Record excerpts »
(begin)
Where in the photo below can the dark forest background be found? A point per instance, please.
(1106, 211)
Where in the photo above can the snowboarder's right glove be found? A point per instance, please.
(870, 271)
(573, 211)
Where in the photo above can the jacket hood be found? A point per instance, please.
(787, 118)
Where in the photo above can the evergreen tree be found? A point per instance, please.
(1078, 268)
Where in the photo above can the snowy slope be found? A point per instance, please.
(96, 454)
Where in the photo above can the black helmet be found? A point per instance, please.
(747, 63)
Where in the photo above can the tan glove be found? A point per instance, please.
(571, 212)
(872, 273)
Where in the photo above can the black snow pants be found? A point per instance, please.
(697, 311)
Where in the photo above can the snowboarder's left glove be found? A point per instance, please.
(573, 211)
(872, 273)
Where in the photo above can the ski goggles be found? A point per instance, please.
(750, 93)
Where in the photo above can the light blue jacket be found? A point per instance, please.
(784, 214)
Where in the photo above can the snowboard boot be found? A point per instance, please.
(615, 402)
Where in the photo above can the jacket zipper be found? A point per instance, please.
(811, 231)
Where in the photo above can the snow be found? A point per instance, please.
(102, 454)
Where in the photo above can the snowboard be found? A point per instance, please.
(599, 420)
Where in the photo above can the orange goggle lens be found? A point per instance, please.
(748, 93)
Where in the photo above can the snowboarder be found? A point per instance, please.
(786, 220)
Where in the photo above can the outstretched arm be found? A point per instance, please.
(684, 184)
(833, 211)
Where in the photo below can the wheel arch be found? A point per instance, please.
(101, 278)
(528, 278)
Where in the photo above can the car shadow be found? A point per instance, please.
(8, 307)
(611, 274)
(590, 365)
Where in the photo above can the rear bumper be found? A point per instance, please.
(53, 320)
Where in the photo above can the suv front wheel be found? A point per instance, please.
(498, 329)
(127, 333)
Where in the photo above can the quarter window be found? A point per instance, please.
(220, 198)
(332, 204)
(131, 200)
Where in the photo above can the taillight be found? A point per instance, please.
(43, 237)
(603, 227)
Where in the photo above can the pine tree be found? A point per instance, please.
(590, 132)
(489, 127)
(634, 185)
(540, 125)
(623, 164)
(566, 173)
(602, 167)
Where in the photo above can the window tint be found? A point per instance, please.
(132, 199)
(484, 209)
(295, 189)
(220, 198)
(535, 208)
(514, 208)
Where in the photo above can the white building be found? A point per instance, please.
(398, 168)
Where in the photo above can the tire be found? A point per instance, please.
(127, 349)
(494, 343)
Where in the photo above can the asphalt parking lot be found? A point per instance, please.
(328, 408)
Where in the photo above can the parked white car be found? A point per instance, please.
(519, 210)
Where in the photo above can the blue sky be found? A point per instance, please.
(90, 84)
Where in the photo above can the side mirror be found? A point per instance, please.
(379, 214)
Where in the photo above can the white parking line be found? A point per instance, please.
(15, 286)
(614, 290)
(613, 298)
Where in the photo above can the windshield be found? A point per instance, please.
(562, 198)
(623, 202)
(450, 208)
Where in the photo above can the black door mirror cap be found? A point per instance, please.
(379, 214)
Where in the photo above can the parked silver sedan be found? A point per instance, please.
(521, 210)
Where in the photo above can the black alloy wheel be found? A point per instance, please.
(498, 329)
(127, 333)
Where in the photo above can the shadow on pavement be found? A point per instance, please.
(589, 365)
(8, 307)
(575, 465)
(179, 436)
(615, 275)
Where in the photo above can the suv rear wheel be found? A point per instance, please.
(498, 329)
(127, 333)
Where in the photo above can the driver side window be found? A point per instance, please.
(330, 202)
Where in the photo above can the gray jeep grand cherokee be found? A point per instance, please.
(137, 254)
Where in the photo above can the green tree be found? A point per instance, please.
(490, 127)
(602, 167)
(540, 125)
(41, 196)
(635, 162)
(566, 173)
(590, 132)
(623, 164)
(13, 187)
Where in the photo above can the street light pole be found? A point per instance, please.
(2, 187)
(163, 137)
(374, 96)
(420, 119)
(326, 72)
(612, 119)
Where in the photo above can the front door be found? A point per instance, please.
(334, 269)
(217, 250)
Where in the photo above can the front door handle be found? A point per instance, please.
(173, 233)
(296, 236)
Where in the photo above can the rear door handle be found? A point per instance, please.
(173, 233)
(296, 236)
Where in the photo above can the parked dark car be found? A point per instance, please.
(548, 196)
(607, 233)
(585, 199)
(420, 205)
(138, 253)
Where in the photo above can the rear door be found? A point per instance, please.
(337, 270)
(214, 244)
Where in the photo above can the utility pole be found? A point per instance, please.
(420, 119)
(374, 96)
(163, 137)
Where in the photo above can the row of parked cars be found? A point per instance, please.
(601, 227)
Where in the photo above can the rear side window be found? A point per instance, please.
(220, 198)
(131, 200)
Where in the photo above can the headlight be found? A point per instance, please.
(end)
Problem description »
Extract, exactly as they appear, the lines from the one containing "Where in the photo above can the suv rear" through the final line.

Result of this task »
Where in the photo above can the suv rear wheel be found? A point per instance, please.
(498, 329)
(127, 333)
Where in the photo above can the driver side window be found? A point per instance, please.
(330, 202)
Where in the photo above can the gray jeep grand cherokee be found? A point per instance, please.
(137, 254)
Where in the photo above can the green tree be found? A point per instance, please.
(490, 127)
(602, 167)
(540, 125)
(41, 196)
(635, 162)
(566, 173)
(590, 132)
(623, 164)
(13, 187)
Where in the photo above can the street light pole be found? A point per instance, please.
(2, 187)
(163, 137)
(374, 96)
(420, 119)
(326, 72)
(612, 119)
Where in the photo above can the front door be found? A point per instance, please.
(334, 269)
(217, 250)
Where in the photo above can the front door handle be found? A point per instance, please.
(173, 233)
(296, 236)
Where in the photo above can the rear door handle be found? A point per instance, please.
(173, 233)
(296, 236)
Where in the photo above can the parked dark car be found? A point per instance, please.
(548, 196)
(607, 233)
(585, 199)
(420, 205)
(138, 253)
Where in the photo above can the rear door be found? A point per instance, please.
(337, 270)
(214, 244)
Where in the photo above can the utility pole be found? A point per instance, please.
(420, 119)
(374, 96)
(163, 137)
Where in the photo above can the row of parked cars be found? A point per instance, please.
(601, 227)
Where in the photo above can the rear side window be found? A point per instance, please.
(220, 198)
(131, 200)
Where in the photo above can the headlight be found? A point per instance, please.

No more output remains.